■ Exercise
Write out each of the rows below verbatim, leaving out the pictures.

■ Provided material
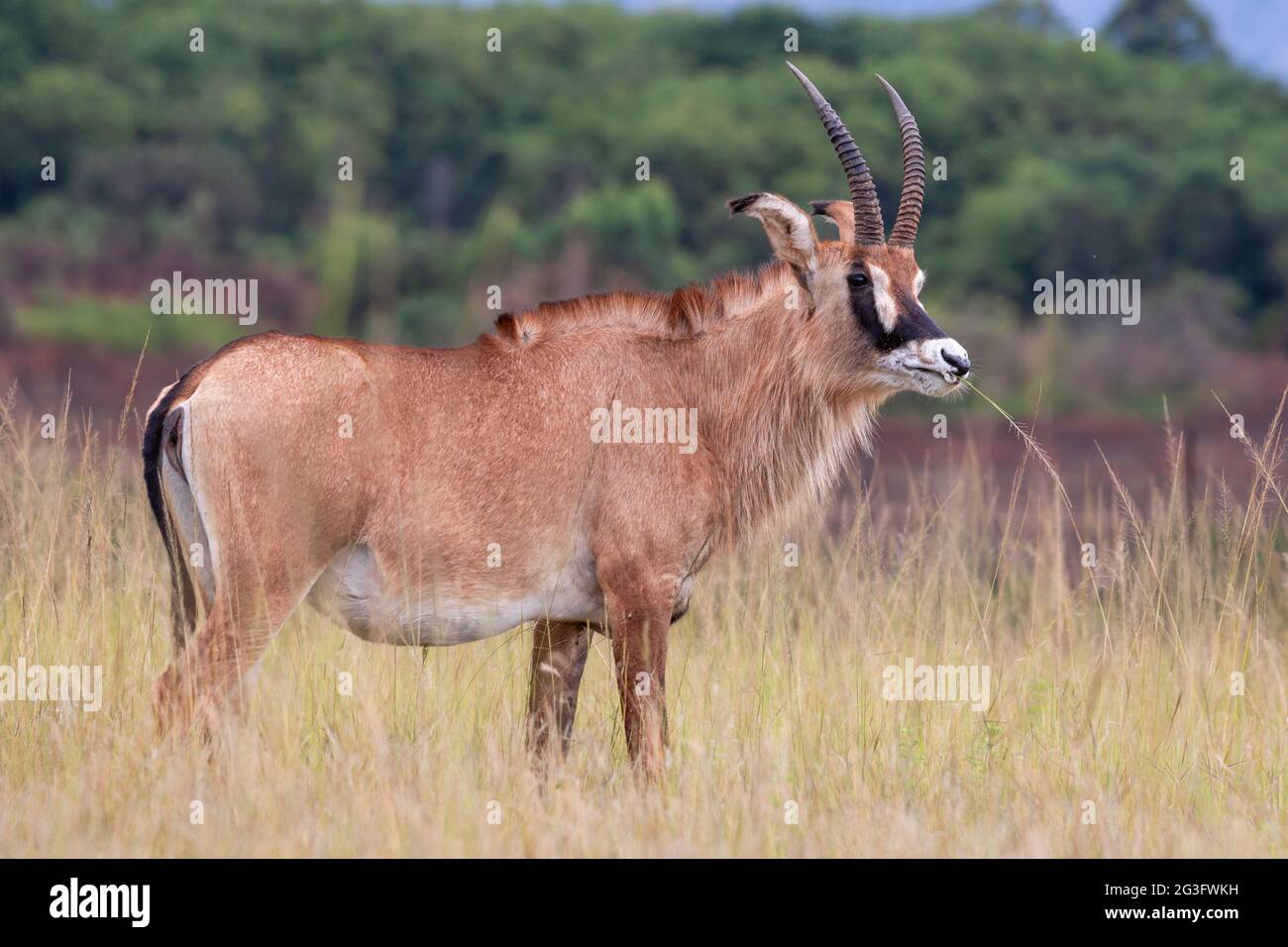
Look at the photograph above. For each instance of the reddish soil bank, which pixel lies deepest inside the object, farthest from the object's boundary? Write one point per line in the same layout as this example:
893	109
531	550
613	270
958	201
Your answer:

■ Exercise output
Look at the photograph above. For each instance of the reddish soil bank, which pixel lies deepest inside the object, farthest from the object's boundary? Write one point per line in the same layout as this example:
893	109
531	550
613	270
958	201
Your answer:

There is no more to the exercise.